▶ [STATED GOAL A]:
Rewrite the entries from the line containing "mug visible in the photograph above." through the line containing "[109,0,175,36]", changing "gray wall" to "painted wall" and leaving everything else as it is.

start QUOTED TEXT

Step by step solution

01

Identify the time interval

The time interval is the difference between the two time points given: \( t_2 = 4.5 \text{ s} \) and \( t_1 = -2.0 \text{ s} \). To find the time interval, calculate \( t_2 - t_1 \).
02

Calculate the time interval

Subtract the initial time from the final time: \( \Delta t = t_2 - t_1 = 4.5 \text{ s} - (-2.0 \text{ s}) = 4.5 \text{ s} + 2.0 \text{ s} = 6.5 \text{ s} \).
03

Identify the displacement of the particle

The displacement is the change in position from \( x_1 \) to \( x_2 \). This is given by \( x_2 = 8.5 \text{ cm} \) and \( x_1 = 4.3 \text{ cm} \). We calculate \( x_2 - x_1 \).
04

Calculate the displacement

Subtract the initial position from the final position: \( \Delta x = x_2 - x_1 = 8.5 \text{ cm} - 4.3 \text{ cm} = 4.2 \text{ cm} \).

end QUOTED TEXT
start RECORDS TO USE

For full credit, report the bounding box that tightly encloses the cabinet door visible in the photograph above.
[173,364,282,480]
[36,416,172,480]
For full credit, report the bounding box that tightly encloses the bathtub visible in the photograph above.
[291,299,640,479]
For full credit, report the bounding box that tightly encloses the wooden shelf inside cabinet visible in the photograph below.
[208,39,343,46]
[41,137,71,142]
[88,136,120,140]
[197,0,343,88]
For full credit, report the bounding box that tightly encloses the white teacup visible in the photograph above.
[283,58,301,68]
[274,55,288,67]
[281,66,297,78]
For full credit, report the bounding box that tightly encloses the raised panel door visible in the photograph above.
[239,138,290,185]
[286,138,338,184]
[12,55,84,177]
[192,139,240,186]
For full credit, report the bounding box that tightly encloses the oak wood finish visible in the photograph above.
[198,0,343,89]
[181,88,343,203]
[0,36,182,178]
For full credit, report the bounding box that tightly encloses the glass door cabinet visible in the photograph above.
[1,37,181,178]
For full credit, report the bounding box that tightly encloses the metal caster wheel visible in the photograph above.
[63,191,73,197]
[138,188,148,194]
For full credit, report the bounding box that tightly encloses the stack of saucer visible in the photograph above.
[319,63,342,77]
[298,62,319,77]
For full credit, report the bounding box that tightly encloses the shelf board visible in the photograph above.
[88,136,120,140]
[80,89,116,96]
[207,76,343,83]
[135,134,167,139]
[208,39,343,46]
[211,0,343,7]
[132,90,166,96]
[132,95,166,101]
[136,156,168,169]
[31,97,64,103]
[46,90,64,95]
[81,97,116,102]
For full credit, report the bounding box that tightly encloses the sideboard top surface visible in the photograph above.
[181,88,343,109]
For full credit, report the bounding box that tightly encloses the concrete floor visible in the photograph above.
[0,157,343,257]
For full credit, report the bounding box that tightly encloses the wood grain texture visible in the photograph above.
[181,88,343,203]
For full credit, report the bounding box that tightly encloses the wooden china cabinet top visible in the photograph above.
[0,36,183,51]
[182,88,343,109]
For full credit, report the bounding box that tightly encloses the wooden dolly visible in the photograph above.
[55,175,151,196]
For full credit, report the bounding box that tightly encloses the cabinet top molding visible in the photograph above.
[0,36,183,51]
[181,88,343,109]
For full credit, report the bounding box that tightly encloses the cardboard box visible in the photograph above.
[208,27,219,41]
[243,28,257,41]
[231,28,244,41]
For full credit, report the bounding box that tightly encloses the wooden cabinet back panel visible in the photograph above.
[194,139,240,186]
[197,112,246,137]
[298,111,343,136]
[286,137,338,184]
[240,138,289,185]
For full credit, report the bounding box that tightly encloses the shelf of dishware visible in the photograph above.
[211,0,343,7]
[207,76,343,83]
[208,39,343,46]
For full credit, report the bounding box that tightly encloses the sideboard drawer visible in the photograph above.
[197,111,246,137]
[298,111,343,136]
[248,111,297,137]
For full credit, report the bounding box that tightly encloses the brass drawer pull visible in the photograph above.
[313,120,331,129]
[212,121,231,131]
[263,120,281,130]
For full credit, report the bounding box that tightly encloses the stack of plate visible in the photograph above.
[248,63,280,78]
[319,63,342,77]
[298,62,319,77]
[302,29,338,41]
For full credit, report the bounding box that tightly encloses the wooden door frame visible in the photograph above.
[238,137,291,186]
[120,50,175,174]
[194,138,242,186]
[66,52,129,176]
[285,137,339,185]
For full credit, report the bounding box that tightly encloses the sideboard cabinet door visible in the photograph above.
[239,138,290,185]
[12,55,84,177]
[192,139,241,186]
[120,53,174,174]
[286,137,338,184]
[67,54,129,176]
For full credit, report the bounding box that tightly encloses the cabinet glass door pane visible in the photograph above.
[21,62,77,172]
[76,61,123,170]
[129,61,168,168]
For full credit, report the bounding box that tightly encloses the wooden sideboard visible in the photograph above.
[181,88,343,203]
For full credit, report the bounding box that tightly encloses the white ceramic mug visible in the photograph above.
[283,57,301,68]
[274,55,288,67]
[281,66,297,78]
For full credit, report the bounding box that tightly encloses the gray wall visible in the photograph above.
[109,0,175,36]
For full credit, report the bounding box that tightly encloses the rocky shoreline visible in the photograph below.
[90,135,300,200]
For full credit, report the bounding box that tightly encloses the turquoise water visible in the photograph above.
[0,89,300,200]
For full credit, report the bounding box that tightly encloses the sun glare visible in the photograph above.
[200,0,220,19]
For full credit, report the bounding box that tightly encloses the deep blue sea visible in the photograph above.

end RECORDS TO USE

▶ [STATED GOAL B]:
What displacement of the particle does the step-by-step solution arrive at?

▶ [TASK OUTPUT A]:
For full credit, report the bounding box that tightly encloses the white ceramic mug visible in the photograph above.
[283,57,301,68]
[274,55,288,67]
[281,66,297,78]
For full credit, report the bounding box that tightly encloses the painted wall visible in the photograph above.
[109,0,175,36]

▶ [TASK OUTPUT B]:
4.2 cm